#### Zu erledigende Aufgabe
Aktualisiere bitte die Stelle im Lesetext, die mit „Ihre wichtigste Aufgabe“ beginnt und bis „weitem gerochen haben.“ reicht, indem du „Pilger“ durch „Reisenden“ ersetzt. Gib die Stelle danach vollständig wieder.

#### Lesetext

Obwohl sich Richard wenig um England kümmert und das Aufbringen seines Lösegelds die Finanzen ruiniert, ist er im Inselreich noch heute populär. Ein Grund, weshalb viele Briten nach Chinon und zur ehemaligen Abtei Fontrevraud pilgern, wo Heinrich II., Eleonore und Richard ihre letzte Ruhe fanden. Nach dem Tod Richards eilt sein Bruder und Nachfolger John nach Chinon, um sich den Staatsschatz zu sichern. Im August 1200 heiratet er auf der Burg Isabella von Angouleme. Sein Krieg gegen König Philip Augustus von Frankreich verläuft katastrophal. Im Herbst 1204 beginnen die Franzosen mit der Belagerung von Chinon, das nach neun Monaten fällt. Die englische Herrschaft über die Burg ist beendet.
Der Sieger lässt die Schäden reparieren und die Festung verstärken, unter anderem durch den Coudray-Turm, in dem rund ein Jahrhundert später König Philipp IV. von Frankreich führende Männer des Templerordens gefangen hält. Den Orden gründet der Adelige Hugo von Payens um das Jahr 1120 mit acht weiteren Rittern in Jerusalem. Ihr Hauptquartier liegt am Standort des verschwundenen alttestamentarischen Tempels, daher der Name.
Ihre wichtigste Aufgabe sehen sie im Schutz der Pilger. Die Kombination aus bewaffnetem Kampf und Mönchtum stößt zunächst auf Widerstand. Eine Wende bringt die Fürsprache des berühmten Zisterziensers Bernhard von Clairvaux. Er singt ein Loblied auf den Orden. Während „normale“ Ritter aus Habgier kämpften, töteten die Templer die Feinde Christi, was keine Sünde sei. Bernhard lobt ihre Abkehr vom Überfluss teilweise mit kuriosen Argumenten: „Niemals sind sie gekämmt, selten gewaschen, vielmehr borstig, weil sie die Haarpflege vernachlässigen, von Staub besetzt.“ Demnach müsste man die Templer von weitem gerochen haben.

#### Unbearbeitete Einträge
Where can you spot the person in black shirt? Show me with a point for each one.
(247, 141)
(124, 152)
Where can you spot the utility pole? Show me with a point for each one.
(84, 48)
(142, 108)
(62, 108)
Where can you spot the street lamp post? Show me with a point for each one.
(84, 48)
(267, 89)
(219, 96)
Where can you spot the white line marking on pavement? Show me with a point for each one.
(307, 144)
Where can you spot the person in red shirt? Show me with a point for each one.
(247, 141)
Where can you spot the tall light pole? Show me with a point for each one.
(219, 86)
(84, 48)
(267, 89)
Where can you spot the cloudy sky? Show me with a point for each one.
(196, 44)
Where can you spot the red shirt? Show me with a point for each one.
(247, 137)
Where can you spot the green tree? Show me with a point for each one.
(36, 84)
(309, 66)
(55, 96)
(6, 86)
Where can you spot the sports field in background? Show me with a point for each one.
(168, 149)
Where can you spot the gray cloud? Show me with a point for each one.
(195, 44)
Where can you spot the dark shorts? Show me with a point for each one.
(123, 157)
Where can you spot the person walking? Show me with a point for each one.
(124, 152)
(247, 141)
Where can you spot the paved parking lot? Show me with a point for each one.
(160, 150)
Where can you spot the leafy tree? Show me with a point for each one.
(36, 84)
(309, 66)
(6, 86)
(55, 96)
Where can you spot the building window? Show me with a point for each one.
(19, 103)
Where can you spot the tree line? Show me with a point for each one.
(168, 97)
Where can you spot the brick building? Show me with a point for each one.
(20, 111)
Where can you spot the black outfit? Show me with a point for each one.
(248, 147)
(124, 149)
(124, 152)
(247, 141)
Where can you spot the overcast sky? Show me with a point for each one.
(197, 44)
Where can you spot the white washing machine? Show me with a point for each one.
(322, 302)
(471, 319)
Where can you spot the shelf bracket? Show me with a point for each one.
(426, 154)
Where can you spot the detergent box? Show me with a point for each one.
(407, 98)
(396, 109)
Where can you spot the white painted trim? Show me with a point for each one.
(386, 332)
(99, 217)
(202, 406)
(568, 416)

#### Fertige Lösung
Ihre wichtigste Aufgabe sehen sie im Schutz der Reisenden. Die Kombination aus bewaffnetem Kampf und Mönchtum stößt zunächst auf Widerstand. Eine Wende bringt die Fürsprache des berühmten Zisterziensers Bernhard von Clairvaux. Er singt ein Loblied auf den Orden. Während „normale“ Ritter aus Habgier kämpften, töteten die Templer die Feinde Christi, was keine Sünde sei. Bernhard lobt ihre Abkehr vom Überfluss teilweise mit kuriosen Argumenten: „Niemals sind sie gekämmt, selten gewaschen, vielmehr borstig, weil sie die Haarpflege vernachlässigen, von Staub besetzt.“ Demnach müsste man die Templer von weitem gerochen haben.